Short problem 1
Please set down, word for word, the part of the forum thread about the leaking oil line that opens with the words containing "Does a leaking" and closes with "(Jan 19, 2012)".
Short problem 2
In the forum thread about the leaking oil line, what time limit does ChevyGuy add to the 100,000-mile turbocharger coverage?

Source document

Does a leaking bad oil line also result in a louder exhaust noise and loss of power in acceleration? That is also what I have. Could just swapping the oil line be a fix?


----------



## XtremeRevolution (Jan 19, 2012)

Oil line won't fix that. What year is your car and what oil have you been using?

Sent from my BlackBerry PRIV using Tapatalk


----------



## Mo Cruze (Aug 29, 2014)

How many miles do you have turbo charger is covered under 100,000 miles


----------



## ChevyGuy (Dec 13, 2014)

Mo Cruze said:


> How many miles do you have turbo charger is covered under 100,000 miles


Or 5 years. So a number of 2011 and 2012 have expired by now.


----------



## Jaxon1208 (Aug 16, 2019)

I have 2012 1.4 turbo LTZ and I just noticed a leak to the right side of the alternator not sure where it’s coming from, long story short I had my turbo replaced 3 months ago? So I don’t think it would involve that section? Any idea where it’s coming from?

Dataset records
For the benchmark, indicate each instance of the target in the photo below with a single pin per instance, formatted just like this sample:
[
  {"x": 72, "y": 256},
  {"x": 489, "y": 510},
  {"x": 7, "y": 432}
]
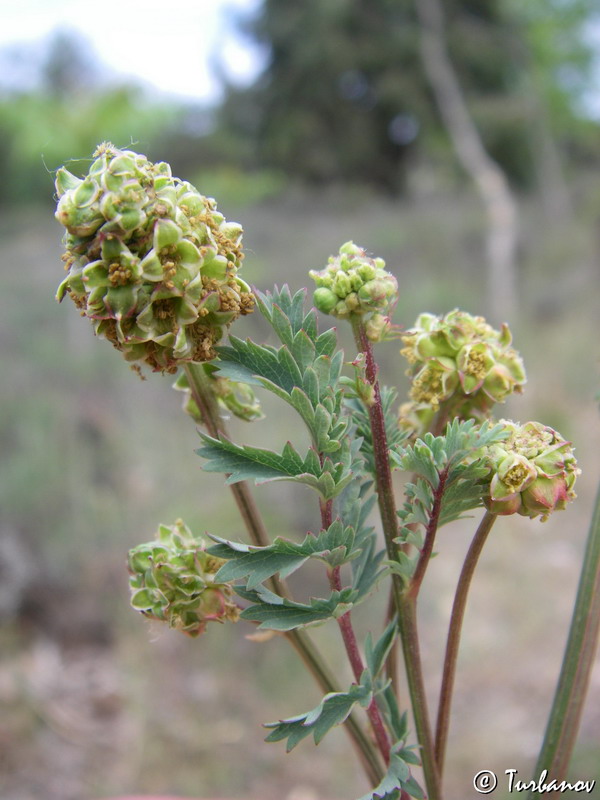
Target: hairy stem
[
  {"x": 351, "y": 645},
  {"x": 578, "y": 661},
  {"x": 299, "y": 639},
  {"x": 427, "y": 549},
  {"x": 356, "y": 662},
  {"x": 454, "y": 631},
  {"x": 405, "y": 603}
]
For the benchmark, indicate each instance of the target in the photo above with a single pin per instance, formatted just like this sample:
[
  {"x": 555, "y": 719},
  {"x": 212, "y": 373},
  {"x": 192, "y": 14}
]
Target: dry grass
[{"x": 96, "y": 702}]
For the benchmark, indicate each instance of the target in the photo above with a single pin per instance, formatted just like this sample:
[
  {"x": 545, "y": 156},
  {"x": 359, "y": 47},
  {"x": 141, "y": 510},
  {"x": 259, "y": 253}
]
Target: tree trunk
[{"x": 500, "y": 206}]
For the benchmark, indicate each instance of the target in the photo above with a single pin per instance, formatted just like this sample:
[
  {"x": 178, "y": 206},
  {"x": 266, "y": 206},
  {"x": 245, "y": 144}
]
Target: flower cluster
[
  {"x": 352, "y": 284},
  {"x": 173, "y": 580},
  {"x": 532, "y": 472},
  {"x": 460, "y": 360},
  {"x": 149, "y": 260}
]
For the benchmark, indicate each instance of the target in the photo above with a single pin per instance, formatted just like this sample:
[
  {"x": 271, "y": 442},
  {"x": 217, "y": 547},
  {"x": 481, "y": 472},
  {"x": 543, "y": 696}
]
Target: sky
[{"x": 174, "y": 46}]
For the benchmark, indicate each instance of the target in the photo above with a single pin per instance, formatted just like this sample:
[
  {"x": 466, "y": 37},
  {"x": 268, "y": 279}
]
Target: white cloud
[{"x": 167, "y": 43}]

Written solution 1
Does a leaking bad oil line also result in a louder exhaust noise and loss of power in acceleration? That is also what I have. Could just swapping the oil line be a fix?


----------



## XtremeRevolution (Jan 19, 2012)

Written solution 2
5 years.